■ **Exercise aim**: Each entry below must come back exactly as written, without its pictures.

[Natural language region descriptions]

::::::::

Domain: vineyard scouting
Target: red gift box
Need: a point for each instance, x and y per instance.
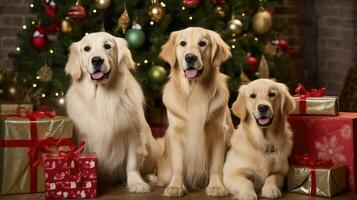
(328, 138)
(71, 174)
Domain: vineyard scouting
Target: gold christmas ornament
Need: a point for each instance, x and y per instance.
(123, 21)
(263, 68)
(262, 22)
(156, 11)
(270, 49)
(244, 78)
(66, 26)
(219, 11)
(45, 73)
(235, 26)
(102, 4)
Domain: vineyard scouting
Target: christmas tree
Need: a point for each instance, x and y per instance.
(250, 28)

::::::::

■ **Solved exercise**:
Domain: vineyard scouting
Target: red gift box
Need: a point for each instance, x and y per instance.
(328, 138)
(71, 174)
Domain: vineyard scouting
Target: gold christmas ornament
Need: a point for each instance, x and y per instance.
(123, 21)
(263, 68)
(262, 22)
(156, 11)
(270, 49)
(244, 78)
(66, 26)
(219, 11)
(45, 73)
(235, 26)
(102, 4)
Domain: vineyard scouting
Target: christmas tree
Need: a point for each instance, x and y per instance.
(250, 28)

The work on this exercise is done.